They all apologize profusely. Reiterate over and over that it is absolutely unacceptable, disgusting, inappropriate behavior in which the school district has zero tolerance for.

I am assured he has been placed on “leave” while they further “investigate” the situation, including confiscating his computer. The superintendent will be getting involved along with the police officer who is stationed on campus. And, they will call my mom and let her know what has transpired.

I am free to go… and my cell phone is returned to me.

So, I walk out of the office, down the hall, and out to my car.

I just need to go home.

“Thank God I have so many people who support me…” I hear myself say aloud as I close my car door.

to be continued… Part III


By day’s end, I felt relieved to have so many supportive people in my corner. I felt reassured that doing the right thing… is the right thing to do.

My feelings of doubt and vulnerability were pushed aside as I gained my strength and footing from so many adults assuring me I’d made the right decision. Praising me for my bravery. Thanking me for speaking up so that such behavior could be taken care of.

I felt prepared for whatever rumors kids were already beginning to spread. I was confident within my maturity of knowing I may have to endure some of my peers not understanding the weight or seriousness of the situation.

Although, I was quickly realizing, most of my peers… as well as many other teachers and adults throughout the school… were not in the least bit surprised by this particular teacher’s behavior. It was becoming more and more clear that he had a well-established reputation for being inappropriate.

I sat down with my parents and they assured me I had nothing to worry about. They would take care of it and the school administrators were very aware of the gravity of the situation.

My mom told me I had done my part and there was no reason for me to speak to anyone at school any further about it without her present. She wanted me to get back to being a high school teenager and let the adults adult. She also told school admin not to speak to me in regard to the situation under any circumstance without her permission.

**Extracted information**
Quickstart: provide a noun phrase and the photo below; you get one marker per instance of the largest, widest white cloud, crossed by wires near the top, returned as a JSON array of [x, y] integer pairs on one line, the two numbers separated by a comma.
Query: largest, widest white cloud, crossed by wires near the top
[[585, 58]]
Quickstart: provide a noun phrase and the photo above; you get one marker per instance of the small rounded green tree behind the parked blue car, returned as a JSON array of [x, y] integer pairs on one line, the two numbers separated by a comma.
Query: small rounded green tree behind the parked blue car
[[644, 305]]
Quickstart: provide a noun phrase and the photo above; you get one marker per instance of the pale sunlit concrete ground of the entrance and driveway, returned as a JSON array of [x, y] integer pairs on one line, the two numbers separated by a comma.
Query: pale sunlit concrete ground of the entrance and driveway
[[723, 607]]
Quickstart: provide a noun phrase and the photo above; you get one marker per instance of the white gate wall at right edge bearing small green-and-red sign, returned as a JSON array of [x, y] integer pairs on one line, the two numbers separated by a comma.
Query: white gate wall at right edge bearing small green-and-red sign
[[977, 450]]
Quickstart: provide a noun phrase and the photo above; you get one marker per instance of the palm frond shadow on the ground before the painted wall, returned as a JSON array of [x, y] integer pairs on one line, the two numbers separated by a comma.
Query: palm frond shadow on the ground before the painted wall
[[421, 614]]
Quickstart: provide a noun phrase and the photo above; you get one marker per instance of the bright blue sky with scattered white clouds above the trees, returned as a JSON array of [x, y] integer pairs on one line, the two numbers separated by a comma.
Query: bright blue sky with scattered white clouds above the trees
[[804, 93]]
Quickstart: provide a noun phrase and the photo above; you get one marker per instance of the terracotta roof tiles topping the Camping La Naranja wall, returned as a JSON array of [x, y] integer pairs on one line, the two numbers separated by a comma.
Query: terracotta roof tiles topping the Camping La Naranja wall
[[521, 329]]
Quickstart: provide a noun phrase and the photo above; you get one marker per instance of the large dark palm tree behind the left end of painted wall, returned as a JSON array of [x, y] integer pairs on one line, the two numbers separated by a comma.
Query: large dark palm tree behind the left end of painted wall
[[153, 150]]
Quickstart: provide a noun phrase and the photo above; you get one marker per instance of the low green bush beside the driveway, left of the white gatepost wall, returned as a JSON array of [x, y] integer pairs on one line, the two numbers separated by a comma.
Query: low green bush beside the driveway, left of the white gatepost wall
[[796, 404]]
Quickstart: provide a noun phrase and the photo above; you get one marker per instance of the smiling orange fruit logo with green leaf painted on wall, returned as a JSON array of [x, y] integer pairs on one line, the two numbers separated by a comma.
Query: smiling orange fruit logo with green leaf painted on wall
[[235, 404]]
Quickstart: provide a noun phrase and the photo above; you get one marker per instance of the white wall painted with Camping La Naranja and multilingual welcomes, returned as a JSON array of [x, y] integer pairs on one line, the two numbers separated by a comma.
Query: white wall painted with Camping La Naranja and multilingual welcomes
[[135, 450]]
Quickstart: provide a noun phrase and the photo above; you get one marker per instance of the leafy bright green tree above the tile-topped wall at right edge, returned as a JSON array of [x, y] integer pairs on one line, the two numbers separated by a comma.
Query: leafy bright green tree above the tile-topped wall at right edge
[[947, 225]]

**What to work on**
(a) In the account of reporting the teacher, what did the mom tell school admin?
(b) Pick up the account of reporting the teacher from its last sentence and keep it going.
The lines aren't needed for anything here.

**Results in order**
(a) Not to speak to the narrator about the situation under any circumstance without her permission.

(b)
When I returned to school the next day… Every. Single. Thing. was turned upside down.

you did the wrong thing to the right girl: a series

Part I:

The sun is beating on my face. I’m surrounded by Spring cheer. We can smell summer just around the corner.

“90…92…95…” I holler as they run past.

The weekend is near. My girlfriends and I have plans to meet up with a few cute boys.

“115…119…123…”

I have to say, junior year has been one for the books. 17 may be my best year yet.

“Hey, let me borrow your cell phone.” I hear his voice interrupting my thoughts.

Distracted, I reach around to my back pocket to grab it, but almost instantaneously realize that seems like a weird thing to do.

“Three minutes! 3:02…3:05… Why?”

“I need to call my coaches….” he stumbles over the oddness of it as it comes off his tongue. “Tell them the game is still on.” he continues.

“Why can’t you just call them after class?”

“You’re not supposed to have your phone in class anyways. Give it to me.” he orders… with a subtle chuckle. I can’t decide if it’s a power-chuckle or an I-know-I’m-being-ridiculous-chuckle.

“Fine.” I surrender as I toss my phone to him. “3:23…3:26…3:30”

When I look back at him, 20 feet from me, I realize he’s pointing my cell phone right at me.

“Are you taking a picture of me?” I demand.

“No, I’m dialing.” he rolls his eyes.

“Last lap! 4:46…4:51…4:52… it looks a lot like you’re taking a picture of me.” I push. I look to my friend, the only other girl in the class, to confirm she’s seeing what I see… Yep, she sees it too.

I look back at him. Now seemingly speaking to someone on my phone.

I stare at him waiting for him to hang up. Finally he does.

“Alright, give it back.”

“No. You aren’t supposed to have it during class. I’ll give it to you when class is over.” he says as we head in towards the weight room.

“Why do you need to be on it if you’re done calling your coaches?”

“One of them should be calling me back.” he shrugs.

“On my phone!? You told them to call you back on my phone? Why would you do that?”

“It’s not a big deal, he should be calling any minute.”

“Whatever.”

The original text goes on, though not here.